Point localization data
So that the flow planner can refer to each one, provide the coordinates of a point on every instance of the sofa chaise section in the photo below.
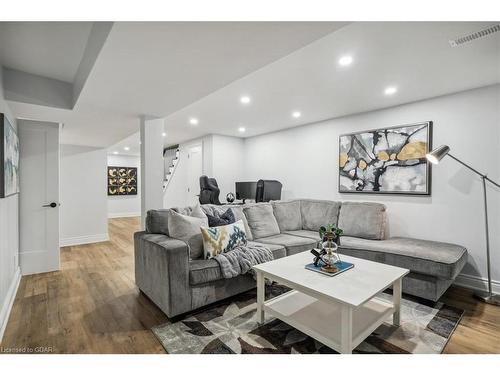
(433, 265)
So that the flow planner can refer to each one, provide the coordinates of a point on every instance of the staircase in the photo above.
(170, 159)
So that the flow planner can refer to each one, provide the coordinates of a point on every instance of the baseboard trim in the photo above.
(123, 214)
(9, 301)
(476, 283)
(82, 240)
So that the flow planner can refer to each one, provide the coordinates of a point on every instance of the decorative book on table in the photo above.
(341, 267)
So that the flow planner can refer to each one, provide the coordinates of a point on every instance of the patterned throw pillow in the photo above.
(217, 240)
(218, 219)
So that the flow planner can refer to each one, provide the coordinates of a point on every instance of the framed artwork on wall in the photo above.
(9, 157)
(122, 181)
(386, 161)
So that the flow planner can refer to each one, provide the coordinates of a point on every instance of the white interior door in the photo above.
(195, 170)
(39, 196)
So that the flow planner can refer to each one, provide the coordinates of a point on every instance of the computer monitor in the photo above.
(246, 190)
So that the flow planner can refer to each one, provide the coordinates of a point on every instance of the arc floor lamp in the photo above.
(435, 157)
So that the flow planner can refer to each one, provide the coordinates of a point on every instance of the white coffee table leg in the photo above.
(261, 291)
(346, 329)
(396, 298)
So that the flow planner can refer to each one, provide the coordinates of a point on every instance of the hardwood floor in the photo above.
(93, 306)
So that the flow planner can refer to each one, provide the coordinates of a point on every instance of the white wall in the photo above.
(9, 238)
(305, 160)
(125, 205)
(83, 192)
(227, 159)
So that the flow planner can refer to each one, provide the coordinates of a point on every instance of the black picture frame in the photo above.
(425, 193)
(122, 181)
(5, 124)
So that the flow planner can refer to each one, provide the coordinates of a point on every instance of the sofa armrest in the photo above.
(162, 271)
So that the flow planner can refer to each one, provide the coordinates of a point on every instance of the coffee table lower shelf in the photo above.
(326, 321)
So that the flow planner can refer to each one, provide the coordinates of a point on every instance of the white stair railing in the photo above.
(171, 160)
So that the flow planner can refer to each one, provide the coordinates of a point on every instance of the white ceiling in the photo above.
(415, 57)
(132, 143)
(183, 70)
(49, 49)
(157, 68)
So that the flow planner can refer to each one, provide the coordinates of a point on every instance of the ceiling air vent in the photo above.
(473, 36)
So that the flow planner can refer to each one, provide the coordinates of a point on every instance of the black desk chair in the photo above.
(209, 191)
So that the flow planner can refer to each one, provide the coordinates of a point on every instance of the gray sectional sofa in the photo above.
(166, 273)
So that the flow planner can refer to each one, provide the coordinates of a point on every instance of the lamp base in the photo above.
(492, 299)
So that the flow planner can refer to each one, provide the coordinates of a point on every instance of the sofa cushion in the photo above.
(433, 258)
(224, 238)
(157, 221)
(363, 220)
(261, 220)
(187, 228)
(206, 271)
(237, 211)
(304, 233)
(293, 244)
(218, 219)
(287, 215)
(316, 213)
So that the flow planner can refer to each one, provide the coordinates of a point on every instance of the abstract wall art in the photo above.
(122, 181)
(389, 160)
(9, 157)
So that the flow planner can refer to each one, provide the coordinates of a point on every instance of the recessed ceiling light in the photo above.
(345, 60)
(391, 90)
(245, 99)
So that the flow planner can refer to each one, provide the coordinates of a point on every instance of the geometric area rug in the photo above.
(230, 327)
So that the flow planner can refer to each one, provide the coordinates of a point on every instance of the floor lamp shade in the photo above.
(437, 154)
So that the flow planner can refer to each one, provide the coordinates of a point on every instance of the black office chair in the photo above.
(268, 190)
(209, 191)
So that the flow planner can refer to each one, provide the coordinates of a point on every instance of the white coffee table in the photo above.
(339, 311)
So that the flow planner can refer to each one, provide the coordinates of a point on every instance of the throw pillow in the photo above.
(218, 219)
(187, 228)
(218, 240)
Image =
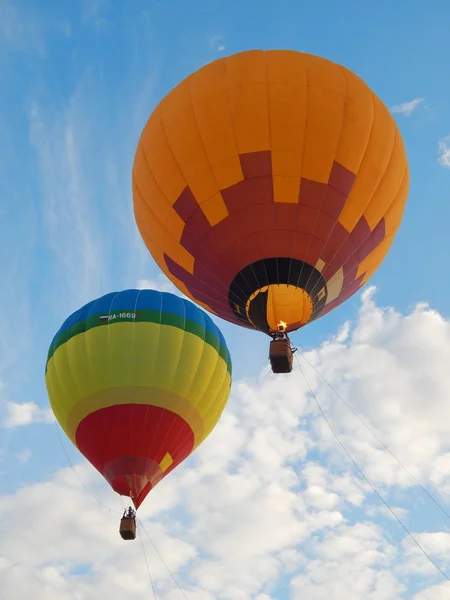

● To do: In the records above, find the line containing "art in the photo above.", then write out exactly that line and every later one through the last, omitting pictures.

● Response:
So that the flow planner can refer to each one, provide the coordinates of a point on every instance of the abstract wall art in the photo above.
(122, 181)
(389, 160)
(9, 157)
So that the flow planner can refer to each one, provide the coordinates of a point on every instance of the recessed ceiling light in the photo above.
(345, 60)
(391, 90)
(245, 99)
So that the flow planner can refer to each one, provide the coordinates of a point on every instance of the geometric area rug in the photo above.
(230, 327)
So that the flow planner can refer to each one, provide the coordinates of a point on every instance of the floor lamp shade in the photo above.
(437, 154)
So that the flow planner can refer to each one, provide the coordinates of a point on every instance of the black office chair in the photo above.
(268, 190)
(209, 191)
So that the flow planner can refer to each one, provide the coordinates of a point on every instance of the white coffee table in the photo above.
(339, 311)
So that the flow planner can refer to each one, provide the coordinates of a point on every instance of the throw pillow in the photo above.
(218, 219)
(187, 228)
(218, 240)
Image =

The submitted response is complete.